==== Text passage

In a country of magnificent scenery and history, the old town of Safranbolu is one of Turkey’s finest. This small Black Sea Region town is situated in a ravine and is a UNESCO World Heritage site because of its fine 17th and 18th century Ottoman architecture.
Safranbolu was known as Safrápoli (Σαφράπολη) and Theodoroúpoli (Θεοδωρούπολη) to the Greeks. In fact, the name Safranbolu is derived from the former, which is comprised of the Greek words for “saffron” and “city”. In the past, the town was an important saffron producer.
Many feel that Safranbolu has been over-commercialized and has lost its authenticity. It’s definitely not as authentic as some Anatolian towns and villages, but it’s still well worth a visit. The setting is spectacular and the historic homes are incredibly well-kept. There’s also a lot to see in the area around Safranbolu and it makes a nice base for short day trips.
To get to Safranbolu, it’s easiest to take a bus from Istanbul or Ankara. I used Metro Turizm for my trip. Some buses won’t take you directly to Safranbolu’s bus terminal and involve a bus change at the nearby city of Karabük, so it’s important to ask if the bus is direct to Safranbolu or not. From Istanbul, it’s just under seven hours. From Ankara, it’s only about three.
Buses will drop you off in the new town, which is situated above the ravine. To get to the old town, there are public buses or you can take a taxi.

========

Things to do:
1. According to the Safranbolu passage, what earns the town its place as a UNESCO World Heritage site?
2. Pick up the Safranbolu passage after its last sentence and continue it in the same voice.
The rows have no role in the work on the Safranbolu passage.

==== Data extract

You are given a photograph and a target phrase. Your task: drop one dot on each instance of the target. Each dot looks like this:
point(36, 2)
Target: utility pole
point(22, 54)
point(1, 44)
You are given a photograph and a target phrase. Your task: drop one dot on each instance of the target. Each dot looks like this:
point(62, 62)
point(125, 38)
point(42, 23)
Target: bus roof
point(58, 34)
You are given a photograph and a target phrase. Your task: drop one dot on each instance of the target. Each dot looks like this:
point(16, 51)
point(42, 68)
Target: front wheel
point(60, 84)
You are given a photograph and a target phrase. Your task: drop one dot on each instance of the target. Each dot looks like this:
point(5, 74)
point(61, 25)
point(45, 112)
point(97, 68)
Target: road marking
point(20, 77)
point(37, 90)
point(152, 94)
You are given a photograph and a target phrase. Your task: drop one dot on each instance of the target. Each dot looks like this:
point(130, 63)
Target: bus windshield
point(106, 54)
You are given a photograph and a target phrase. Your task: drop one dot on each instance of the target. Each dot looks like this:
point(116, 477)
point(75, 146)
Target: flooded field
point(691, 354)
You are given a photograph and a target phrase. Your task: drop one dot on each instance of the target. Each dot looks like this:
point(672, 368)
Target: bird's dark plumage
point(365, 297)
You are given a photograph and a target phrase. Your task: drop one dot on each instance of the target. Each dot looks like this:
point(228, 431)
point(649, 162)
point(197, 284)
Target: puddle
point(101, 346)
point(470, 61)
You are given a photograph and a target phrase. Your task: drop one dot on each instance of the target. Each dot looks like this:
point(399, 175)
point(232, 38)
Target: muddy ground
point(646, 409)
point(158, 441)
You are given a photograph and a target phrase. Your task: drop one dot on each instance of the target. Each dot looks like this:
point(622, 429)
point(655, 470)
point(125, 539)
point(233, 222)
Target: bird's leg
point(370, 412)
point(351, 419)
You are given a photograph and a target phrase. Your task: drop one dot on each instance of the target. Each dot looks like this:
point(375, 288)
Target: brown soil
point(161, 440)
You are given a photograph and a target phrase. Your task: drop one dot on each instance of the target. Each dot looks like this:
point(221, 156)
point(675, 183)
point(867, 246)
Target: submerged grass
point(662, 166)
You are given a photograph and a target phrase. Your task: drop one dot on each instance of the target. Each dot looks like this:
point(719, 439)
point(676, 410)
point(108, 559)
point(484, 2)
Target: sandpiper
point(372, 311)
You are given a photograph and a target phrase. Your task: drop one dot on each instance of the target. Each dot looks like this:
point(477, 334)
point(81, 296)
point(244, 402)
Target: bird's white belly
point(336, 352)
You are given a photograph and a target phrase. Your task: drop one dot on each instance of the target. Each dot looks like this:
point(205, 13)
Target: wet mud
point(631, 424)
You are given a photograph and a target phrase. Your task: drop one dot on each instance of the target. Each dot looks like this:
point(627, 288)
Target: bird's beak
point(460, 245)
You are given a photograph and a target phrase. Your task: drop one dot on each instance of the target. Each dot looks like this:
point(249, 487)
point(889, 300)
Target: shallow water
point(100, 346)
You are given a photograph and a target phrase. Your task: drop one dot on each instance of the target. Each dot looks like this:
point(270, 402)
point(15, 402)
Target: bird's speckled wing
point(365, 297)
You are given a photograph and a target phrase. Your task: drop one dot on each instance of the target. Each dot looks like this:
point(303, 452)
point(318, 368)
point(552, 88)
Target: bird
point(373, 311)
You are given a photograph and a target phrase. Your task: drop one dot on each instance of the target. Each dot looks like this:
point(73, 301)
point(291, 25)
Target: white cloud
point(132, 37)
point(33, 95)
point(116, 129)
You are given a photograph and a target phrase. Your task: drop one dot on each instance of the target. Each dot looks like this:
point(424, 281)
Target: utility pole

========

Expected outputs:
1. Its fine 17th and 18th century Ottoman architecture.

2.
I stayed at the Yıldız Konak Pansiyon, a small refurbished traditional Ottoman home in the old town. The rate was just 45TL per night. Every morning I was treated to an excellent Turkish breakfast and every day to unmatched Turkish hospitality. I had some great conversations with the owner and his father and felt like a member of the family during my stay. The room was comfortable but the only problem was that it lacked hot water.
As I mentioned earlier, the old town of Safranbolu isn’t the only attraction in the area. There are some beautiful natural places and a small village well worth visiting on a day trip from Safranbolu. These areas don’t have access by public transportation but can be visited by hiring a taxi for the day.
I hired a taxi for a total of 90TL to take me to Bulak Mencilis Mağarası, İncekaya Su Kemeri and Tokatlı Kanyonu, and the village of Yörükköyü. A trip to each site individually would have cost 35TL, but the driver offered to do all three for 90TL. There wasn’t a schedule and I was able to take my time at each site.